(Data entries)
BEGIN

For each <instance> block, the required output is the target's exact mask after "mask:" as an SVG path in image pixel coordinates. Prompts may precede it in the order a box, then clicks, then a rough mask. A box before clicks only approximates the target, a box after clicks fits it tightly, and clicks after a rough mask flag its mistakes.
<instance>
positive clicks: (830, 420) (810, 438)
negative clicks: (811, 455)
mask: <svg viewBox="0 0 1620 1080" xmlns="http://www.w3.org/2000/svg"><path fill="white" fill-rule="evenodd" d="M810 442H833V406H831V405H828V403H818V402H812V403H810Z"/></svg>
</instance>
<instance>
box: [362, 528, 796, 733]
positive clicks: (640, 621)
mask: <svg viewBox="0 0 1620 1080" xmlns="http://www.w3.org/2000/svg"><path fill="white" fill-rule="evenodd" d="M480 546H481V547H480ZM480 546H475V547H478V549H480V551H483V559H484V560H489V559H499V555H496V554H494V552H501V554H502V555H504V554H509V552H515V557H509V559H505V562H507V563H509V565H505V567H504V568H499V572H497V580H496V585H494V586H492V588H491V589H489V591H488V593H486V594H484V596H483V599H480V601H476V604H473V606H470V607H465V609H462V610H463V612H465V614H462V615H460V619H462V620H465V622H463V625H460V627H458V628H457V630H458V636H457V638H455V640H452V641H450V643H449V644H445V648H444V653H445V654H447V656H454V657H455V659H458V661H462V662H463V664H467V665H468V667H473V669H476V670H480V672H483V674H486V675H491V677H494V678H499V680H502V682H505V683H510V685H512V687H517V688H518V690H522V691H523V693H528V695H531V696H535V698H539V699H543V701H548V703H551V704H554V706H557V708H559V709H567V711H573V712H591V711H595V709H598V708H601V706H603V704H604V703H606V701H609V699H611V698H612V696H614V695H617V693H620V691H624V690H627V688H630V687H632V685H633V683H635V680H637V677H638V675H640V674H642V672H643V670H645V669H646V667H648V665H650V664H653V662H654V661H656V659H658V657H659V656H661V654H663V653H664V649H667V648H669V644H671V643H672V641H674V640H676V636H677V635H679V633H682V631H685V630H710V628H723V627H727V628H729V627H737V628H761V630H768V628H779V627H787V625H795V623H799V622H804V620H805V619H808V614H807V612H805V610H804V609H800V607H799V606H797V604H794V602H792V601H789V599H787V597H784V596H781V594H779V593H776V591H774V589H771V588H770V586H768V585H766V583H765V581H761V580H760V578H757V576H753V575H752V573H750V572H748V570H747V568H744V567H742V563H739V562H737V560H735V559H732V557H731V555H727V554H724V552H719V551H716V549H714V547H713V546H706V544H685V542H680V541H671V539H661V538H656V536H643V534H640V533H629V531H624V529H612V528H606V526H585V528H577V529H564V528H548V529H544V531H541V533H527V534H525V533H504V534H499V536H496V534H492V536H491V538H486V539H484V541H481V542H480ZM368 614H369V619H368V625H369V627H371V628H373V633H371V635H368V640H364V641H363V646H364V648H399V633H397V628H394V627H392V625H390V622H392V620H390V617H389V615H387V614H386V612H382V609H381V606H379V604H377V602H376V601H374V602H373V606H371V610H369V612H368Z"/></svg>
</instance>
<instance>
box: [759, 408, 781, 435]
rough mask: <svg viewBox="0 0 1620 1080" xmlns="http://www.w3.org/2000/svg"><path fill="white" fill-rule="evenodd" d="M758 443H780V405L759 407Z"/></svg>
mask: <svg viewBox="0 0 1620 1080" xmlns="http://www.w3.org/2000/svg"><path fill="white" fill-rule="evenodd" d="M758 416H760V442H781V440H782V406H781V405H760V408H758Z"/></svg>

END

■ **EXERCISE DETAILS**: Copy the records above. Keep every word as it is.

■ **PROBLEM SOLUTION**:
For each <instance> block, the required output is the target's exact mask after "mask:" as an SVG path in image pixel coordinates. Prompts may precede it in the order a box, then clicks, then a rough mask. A box before clicks only approximates the target, a box after clicks fits it tightly, and clicks after a rough mask flag its mistakes.
<instance>
positive clicks: (830, 420) (810, 438)
negative clicks: (811, 455)
mask: <svg viewBox="0 0 1620 1080" xmlns="http://www.w3.org/2000/svg"><path fill="white" fill-rule="evenodd" d="M810 442H833V406H831V405H828V403H818V402H812V403H810Z"/></svg>
</instance>
<instance>
box: [362, 528, 796, 733]
positive clicks: (640, 621)
mask: <svg viewBox="0 0 1620 1080" xmlns="http://www.w3.org/2000/svg"><path fill="white" fill-rule="evenodd" d="M480 546H481V547H480ZM480 546H475V547H478V549H480V551H483V559H484V560H489V559H499V555H496V554H494V552H501V554H502V555H504V554H509V552H515V557H509V559H505V562H507V563H509V565H505V567H504V568H499V572H497V580H496V585H494V586H492V588H491V589H489V591H488V593H486V594H484V596H483V599H480V601H476V604H473V606H470V607H465V609H462V610H463V612H465V614H462V615H460V619H462V620H465V622H463V625H460V627H458V628H457V630H458V636H457V638H455V640H452V641H450V643H449V644H445V648H444V653H445V654H447V656H454V657H455V659H458V661H462V662H463V664H467V665H468V667H473V669H476V670H480V672H483V674H486V675H491V677H494V678H499V680H502V682H505V683H510V685H512V687H517V688H518V690H522V691H523V693H528V695H531V696H535V698H539V699H543V701H548V703H551V704H554V706H557V708H559V709H567V711H573V712H591V711H595V709H598V708H601V706H603V704H604V703H606V701H609V699H611V698H612V696H614V695H617V693H620V691H624V690H627V688H630V687H632V685H633V683H635V680H637V677H638V675H640V674H642V672H643V670H645V669H646V667H648V665H650V664H653V662H654V661H656V659H658V657H659V656H661V654H663V653H664V649H667V648H669V644H671V643H672V641H674V640H676V636H677V635H679V633H682V631H685V630H710V628H723V627H727V628H729V627H737V628H761V630H768V628H779V627H787V625H795V623H799V622H804V620H805V619H808V614H807V612H805V610H804V609H800V607H799V606H797V604H794V602H792V601H789V599H787V597H784V596H781V594H779V593H776V591H774V589H771V588H770V586H768V585H766V583H765V581H761V580H760V578H757V576H753V575H752V573H750V572H748V570H747V568H744V567H742V563H739V562H737V560H735V559H732V557H731V555H727V554H724V552H719V551H716V549H714V547H713V546H706V544H685V542H680V541H671V539H661V538H656V536H643V534H640V533H629V531H624V529H612V528H606V526H585V528H577V529H564V528H548V529H544V531H541V533H527V534H525V533H504V534H499V536H496V534H492V536H491V538H486V539H484V541H481V542H480ZM368 614H369V619H368V625H369V627H371V628H373V633H371V635H368V640H364V641H363V646H364V648H399V633H397V628H394V627H392V625H390V622H392V620H390V617H389V615H387V614H386V612H382V609H381V606H379V604H377V602H376V601H374V602H373V606H371V610H369V612H368Z"/></svg>
</instance>
<instance>
box: [759, 408, 781, 435]
rough mask: <svg viewBox="0 0 1620 1080" xmlns="http://www.w3.org/2000/svg"><path fill="white" fill-rule="evenodd" d="M758 443H780V405L759 407Z"/></svg>
mask: <svg viewBox="0 0 1620 1080" xmlns="http://www.w3.org/2000/svg"><path fill="white" fill-rule="evenodd" d="M758 416H760V442H781V440H782V406H781V405H760V408H758Z"/></svg>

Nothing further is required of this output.